Try it: Can you continue the blog post about the cost of five years spent writing, starting right after its last sentence?

Exercise text:
---------------
It hasn't been an easy couple of weeks. Nothing terrible has happened, just a general feeling of malaise, which happens to be a side-effect of a prescription medicine I've been taking. I plan to have the feeling disappear with a little POP when I swallow the last pill in three more days. In the meantime though, I'm seeing my world through blue-colored glasses, which isn't a bad thing to do from time to time.
I read a blog post this week by a mom whose children are just entering the busy stage. She wrote about the process of discovering how much busy-ness is right for her family. If you've ever been there, you know what a hard question this can be, since the answer affects not just the present, but your children's futures as well. This mom was obviously leaning toward simplicity, and she posted a link about the benefits of becoming un-busy.
Although far from their original purpose, in my blue-colored fog, these articles pointed me to a truth about myself that I hadn't thought much about:
Writing has been my main hobby for five years now. For about half that time, I was writing my first novel. I didn't have much experience with writing then, and I made a lot of crazy mistakes that I don't make anymore. My writing has improved, and I should feel pleased and joyful at the realization.
But the fact that I've been writing for five years has settled like a weight around my shoulders.
Do you have any idea how many other dreams and aspirations I've put on the back burner so that I can write? Myriads.
That little niggling idea that I might homeschool my children at some point? Vanished.
Being crafty enough to have a beautiful house? Ha.
At least a clean home? Weed free lawn? Haha.
Impressive resume? Hahaha
That published book??? Sigh.
It's a fact of life people: You can't do everything. Every time you choose one thing, you un-choose other things. Un-choose carefully. Notice! If you choose not to do something this week because you're writing, chances are you'll be choosing not to do that same thing five years from now.
So I'm here at my own little crossroads, looking back at the path I chose five years ago. It's littered with other things I would have enjoyed doing but left by the wayside.
---------------
Dataset extract:
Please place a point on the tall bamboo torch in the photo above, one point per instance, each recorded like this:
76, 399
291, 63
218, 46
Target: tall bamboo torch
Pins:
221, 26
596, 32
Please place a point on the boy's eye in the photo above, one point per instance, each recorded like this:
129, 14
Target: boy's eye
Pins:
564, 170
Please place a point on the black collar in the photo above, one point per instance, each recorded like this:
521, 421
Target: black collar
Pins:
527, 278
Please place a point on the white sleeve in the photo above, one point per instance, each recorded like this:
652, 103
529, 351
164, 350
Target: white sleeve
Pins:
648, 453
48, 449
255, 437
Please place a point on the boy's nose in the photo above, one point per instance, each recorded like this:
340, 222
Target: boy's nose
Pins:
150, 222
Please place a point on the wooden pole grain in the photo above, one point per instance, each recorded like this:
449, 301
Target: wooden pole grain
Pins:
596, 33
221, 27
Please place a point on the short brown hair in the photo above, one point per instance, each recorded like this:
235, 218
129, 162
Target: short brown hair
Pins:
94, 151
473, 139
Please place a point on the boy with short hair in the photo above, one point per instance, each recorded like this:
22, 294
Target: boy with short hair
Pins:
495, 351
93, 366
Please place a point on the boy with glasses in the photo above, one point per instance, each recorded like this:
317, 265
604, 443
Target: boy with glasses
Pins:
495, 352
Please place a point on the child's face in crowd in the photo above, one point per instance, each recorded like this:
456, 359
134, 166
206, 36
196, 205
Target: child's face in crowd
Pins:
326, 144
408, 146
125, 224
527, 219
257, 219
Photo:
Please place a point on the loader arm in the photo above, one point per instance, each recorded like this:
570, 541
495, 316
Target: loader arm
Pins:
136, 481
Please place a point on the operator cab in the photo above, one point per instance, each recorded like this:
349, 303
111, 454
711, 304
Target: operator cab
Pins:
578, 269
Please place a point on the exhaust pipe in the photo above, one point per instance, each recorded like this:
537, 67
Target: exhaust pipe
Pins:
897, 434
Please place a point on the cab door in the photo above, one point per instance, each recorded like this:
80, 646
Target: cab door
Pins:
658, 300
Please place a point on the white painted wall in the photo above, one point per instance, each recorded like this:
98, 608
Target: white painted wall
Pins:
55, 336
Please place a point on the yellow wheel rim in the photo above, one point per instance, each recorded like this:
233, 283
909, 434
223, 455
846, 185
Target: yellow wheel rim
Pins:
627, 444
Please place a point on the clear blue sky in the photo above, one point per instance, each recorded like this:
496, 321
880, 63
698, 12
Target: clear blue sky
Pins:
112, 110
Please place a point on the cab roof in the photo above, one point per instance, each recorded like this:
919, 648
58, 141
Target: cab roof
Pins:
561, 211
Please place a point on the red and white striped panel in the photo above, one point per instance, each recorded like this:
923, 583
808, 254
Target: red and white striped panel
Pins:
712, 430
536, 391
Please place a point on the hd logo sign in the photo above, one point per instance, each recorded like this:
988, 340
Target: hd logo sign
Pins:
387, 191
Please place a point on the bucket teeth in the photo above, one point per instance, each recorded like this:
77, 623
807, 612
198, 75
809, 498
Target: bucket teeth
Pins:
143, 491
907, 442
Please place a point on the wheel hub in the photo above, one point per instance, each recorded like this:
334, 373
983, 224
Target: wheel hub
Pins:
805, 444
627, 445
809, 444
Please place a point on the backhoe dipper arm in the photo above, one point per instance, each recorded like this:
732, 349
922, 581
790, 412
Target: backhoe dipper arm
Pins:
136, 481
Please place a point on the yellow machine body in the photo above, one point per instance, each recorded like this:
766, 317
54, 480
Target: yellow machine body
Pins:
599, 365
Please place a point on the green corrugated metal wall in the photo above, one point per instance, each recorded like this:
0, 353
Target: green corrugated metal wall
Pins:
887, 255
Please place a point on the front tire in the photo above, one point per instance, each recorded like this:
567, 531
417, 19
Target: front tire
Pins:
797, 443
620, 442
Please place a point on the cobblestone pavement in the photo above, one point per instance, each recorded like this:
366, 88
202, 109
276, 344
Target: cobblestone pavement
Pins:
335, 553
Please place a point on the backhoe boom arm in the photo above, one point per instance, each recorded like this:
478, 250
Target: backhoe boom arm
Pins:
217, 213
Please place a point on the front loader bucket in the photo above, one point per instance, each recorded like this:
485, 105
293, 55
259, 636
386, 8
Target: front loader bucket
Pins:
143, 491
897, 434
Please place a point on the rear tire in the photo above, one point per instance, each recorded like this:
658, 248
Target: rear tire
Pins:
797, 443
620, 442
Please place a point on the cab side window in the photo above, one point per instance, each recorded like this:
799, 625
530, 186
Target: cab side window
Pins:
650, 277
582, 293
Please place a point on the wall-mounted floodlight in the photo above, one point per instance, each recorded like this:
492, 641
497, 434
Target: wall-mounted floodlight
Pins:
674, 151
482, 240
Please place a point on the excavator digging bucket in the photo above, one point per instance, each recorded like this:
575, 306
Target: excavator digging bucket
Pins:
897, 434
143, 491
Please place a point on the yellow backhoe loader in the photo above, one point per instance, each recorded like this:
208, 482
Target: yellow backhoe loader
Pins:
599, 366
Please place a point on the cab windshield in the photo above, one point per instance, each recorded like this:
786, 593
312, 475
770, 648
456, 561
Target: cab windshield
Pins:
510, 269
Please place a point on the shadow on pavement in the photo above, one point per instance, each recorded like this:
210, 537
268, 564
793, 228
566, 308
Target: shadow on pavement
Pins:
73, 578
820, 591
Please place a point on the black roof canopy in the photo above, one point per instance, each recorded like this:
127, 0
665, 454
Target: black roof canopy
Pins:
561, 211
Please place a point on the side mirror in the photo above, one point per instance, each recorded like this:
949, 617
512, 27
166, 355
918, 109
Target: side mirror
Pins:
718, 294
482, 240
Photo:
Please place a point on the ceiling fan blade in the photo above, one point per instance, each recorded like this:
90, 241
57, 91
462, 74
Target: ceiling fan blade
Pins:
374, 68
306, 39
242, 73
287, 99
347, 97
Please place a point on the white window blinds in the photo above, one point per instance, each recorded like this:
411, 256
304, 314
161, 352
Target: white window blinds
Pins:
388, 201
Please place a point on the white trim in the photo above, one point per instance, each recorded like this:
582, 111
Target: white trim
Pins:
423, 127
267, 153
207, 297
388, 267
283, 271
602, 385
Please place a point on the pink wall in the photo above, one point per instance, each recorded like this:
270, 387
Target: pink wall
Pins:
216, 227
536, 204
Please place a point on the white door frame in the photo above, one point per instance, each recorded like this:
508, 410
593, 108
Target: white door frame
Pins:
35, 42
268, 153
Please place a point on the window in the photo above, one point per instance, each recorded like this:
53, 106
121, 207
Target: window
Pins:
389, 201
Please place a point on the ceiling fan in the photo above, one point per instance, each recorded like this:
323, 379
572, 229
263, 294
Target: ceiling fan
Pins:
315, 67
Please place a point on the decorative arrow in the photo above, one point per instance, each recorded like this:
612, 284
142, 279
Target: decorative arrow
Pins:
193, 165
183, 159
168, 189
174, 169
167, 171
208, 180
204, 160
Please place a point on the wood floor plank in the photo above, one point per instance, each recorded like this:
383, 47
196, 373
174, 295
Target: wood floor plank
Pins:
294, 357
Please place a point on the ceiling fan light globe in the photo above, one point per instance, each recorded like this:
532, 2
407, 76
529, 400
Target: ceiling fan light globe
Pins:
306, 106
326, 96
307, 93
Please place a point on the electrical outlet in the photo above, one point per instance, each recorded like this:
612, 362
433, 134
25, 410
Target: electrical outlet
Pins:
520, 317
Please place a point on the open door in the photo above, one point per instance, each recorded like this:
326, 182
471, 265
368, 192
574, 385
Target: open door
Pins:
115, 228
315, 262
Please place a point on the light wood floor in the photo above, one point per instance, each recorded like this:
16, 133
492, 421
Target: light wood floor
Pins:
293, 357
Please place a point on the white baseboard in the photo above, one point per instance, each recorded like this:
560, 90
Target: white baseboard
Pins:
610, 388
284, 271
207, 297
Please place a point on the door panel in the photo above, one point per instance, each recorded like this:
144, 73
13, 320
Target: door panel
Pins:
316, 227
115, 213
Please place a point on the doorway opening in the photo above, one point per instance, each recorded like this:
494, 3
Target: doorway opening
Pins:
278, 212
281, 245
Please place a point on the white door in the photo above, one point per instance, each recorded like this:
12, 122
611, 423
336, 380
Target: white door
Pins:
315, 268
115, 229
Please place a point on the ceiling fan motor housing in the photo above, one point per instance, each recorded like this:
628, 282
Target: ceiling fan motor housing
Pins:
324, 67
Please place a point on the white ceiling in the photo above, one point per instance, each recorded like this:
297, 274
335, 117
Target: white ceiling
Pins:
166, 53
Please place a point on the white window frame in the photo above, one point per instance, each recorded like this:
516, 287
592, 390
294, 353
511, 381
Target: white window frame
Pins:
---------------
Result:
How does one even stop being an author? Is it possible? Its like deciding to stop breathing. And how does one decide to be an author less often? That's like deciding you're only going to be a mom for a few hours a day. You don't just stop being a mom because you send your children to school. You ARE a mom, no matter where they are. Same with being an author. You can't stop just because you refuse to turn the computer on one day.
My friend Karen sent me this fantastic article that explains the way I'm feeling lately, which says, among other things:
"No artist is pleased. There is no satisfaction whatever at any time. There is only a queer, divine dissatisfaction, a blessed unrest that keeps us marching and makes us more alive than the others." (Martha Graham)
Am I more alive than the others? That sounds like a nice trade-off, but I'm not sure its true, at least not today, though again, I can choose to blame that on the medicine.
This morning I opened up my e-mail and found this blog post by Lisa Takeuchi Cullen (on The Happiness Project), entitiled "I Am Constantly, Compulsively Worrying Over The Choices I Have Made." I guess I'm not the only author who has ever suddenly stopped and wondered, "Wait a minute. Why am I doing this? Is it really worth everything I've sacrificed along the way?"
Five years from now, I'll definitely be making some money at writing. Who knows how much? Hopefully at least as much as I make at my part-time teaching job right now, which is aiming pretty low, I suppose. My dream is that my writing will add some goodness to a world that is slipping, and that it will touch hearts in need of touching. But I also hope I'll have figured out how to pick up a few of my other dreams I've let fall by the wayside. It's way past time.